> [Work to do] Reproduce the records below, changing every occurrence of "vertex pairs" to "coordinate pairs" and leaving all other text unchanged.

═══

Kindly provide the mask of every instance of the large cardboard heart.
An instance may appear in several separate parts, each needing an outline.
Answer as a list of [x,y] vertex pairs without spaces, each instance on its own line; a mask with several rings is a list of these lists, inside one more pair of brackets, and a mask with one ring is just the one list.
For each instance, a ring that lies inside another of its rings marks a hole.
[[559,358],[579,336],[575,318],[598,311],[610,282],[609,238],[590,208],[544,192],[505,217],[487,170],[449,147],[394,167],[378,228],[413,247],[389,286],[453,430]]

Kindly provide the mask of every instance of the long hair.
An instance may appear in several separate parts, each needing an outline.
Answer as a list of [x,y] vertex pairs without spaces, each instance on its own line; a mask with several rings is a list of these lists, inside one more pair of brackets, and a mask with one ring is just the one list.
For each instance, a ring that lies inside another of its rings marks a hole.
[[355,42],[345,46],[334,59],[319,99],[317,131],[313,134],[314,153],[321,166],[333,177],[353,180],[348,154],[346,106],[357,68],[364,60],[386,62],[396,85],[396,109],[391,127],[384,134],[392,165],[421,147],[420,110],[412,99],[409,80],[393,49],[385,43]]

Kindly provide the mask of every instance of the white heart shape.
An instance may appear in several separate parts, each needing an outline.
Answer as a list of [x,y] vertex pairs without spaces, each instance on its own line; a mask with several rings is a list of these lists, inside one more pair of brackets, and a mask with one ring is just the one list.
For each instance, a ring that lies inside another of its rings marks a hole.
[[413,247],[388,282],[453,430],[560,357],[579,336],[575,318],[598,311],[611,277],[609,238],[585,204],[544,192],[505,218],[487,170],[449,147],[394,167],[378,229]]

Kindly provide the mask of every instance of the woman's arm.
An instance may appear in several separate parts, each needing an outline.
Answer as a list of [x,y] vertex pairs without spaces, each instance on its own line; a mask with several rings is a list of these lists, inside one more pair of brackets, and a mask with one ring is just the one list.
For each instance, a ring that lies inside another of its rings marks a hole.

═══

> [The answer]
Kindly provide the mask of every instance of the large cardboard heart.
An instance may appear in several separate parts, each needing an outline.
Answer as a list of [x,y] coordinate pairs without spaces, each instance on its own line; a mask with several rings is a list of these lists, inside one more pair of brackets, and a mask with one ring is just the one list.
For each instance, a ring that lies inside another of its rings marks a hole.
[[559,358],[579,336],[575,318],[598,311],[610,282],[609,238],[590,208],[544,192],[505,217],[487,170],[449,147],[394,167],[378,228],[413,247],[389,286],[453,430]]

Kindly provide the mask of every instance of the long hair.
An instance may appear in several separate parts, each needing an outline.
Answer as a list of [x,y] coordinate pairs without spaces, each instance on its own line; a mask with several rings is a list of these lists, inside one more pair of brackets, and a mask with one ring is just the one list.
For each instance, a ring that lies inside another of its rings marks a hole.
[[355,42],[345,46],[334,59],[319,99],[317,131],[313,134],[314,153],[321,166],[333,177],[353,180],[348,154],[346,106],[357,68],[364,60],[386,62],[396,85],[396,109],[391,127],[384,134],[392,165],[421,147],[420,110],[412,99],[409,80],[393,49],[385,43]]

Kindly provide the mask of every instance of the white heart shape.
An instance may appear in several separate parts, each needing an outline.
Answer as a list of [x,y] coordinate pairs without spaces, each instance on its own line; a mask with several rings is a list of these lists, inside one more pair of brackets, and a mask with one ring is just the one list.
For each instance, a ring that lies inside another of its rings marks a hole.
[[413,247],[388,282],[453,430],[560,357],[579,336],[575,318],[598,311],[611,277],[609,238],[585,204],[544,192],[505,218],[487,170],[449,147],[394,167],[378,229]]

Kindly provide the mask of every instance of the woman's arm.
An instance may appear in several separate parts, each needing an outline.
Answer as a list of [x,y] coordinate pairs without spaces, each instance on its own line; a mask with several rings is a list of these lists, inside one more pair of brackets, and a mask with one ring is just the one list.
For each instance, a ring that lies inside another of its rings marks a hole.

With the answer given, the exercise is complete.